▶ _TASK OBJECTIVE_
The output should be the records themselves, given again exactly.

Saved entries

════════════════════

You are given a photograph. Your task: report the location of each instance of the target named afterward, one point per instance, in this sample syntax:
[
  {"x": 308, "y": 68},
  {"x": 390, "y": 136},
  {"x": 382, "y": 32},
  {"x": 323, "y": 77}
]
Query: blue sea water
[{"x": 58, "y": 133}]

════════════════════

▶ _SOLUTION FOR THIS EXERCISE_
You are given a photograph. Your task: report the location of each instance of the target named afterward, one point per instance, in this sample syntax:
[
  {"x": 308, "y": 68},
  {"x": 390, "y": 136},
  {"x": 382, "y": 32},
  {"x": 323, "y": 77}
]
Query: blue sea water
[{"x": 58, "y": 133}]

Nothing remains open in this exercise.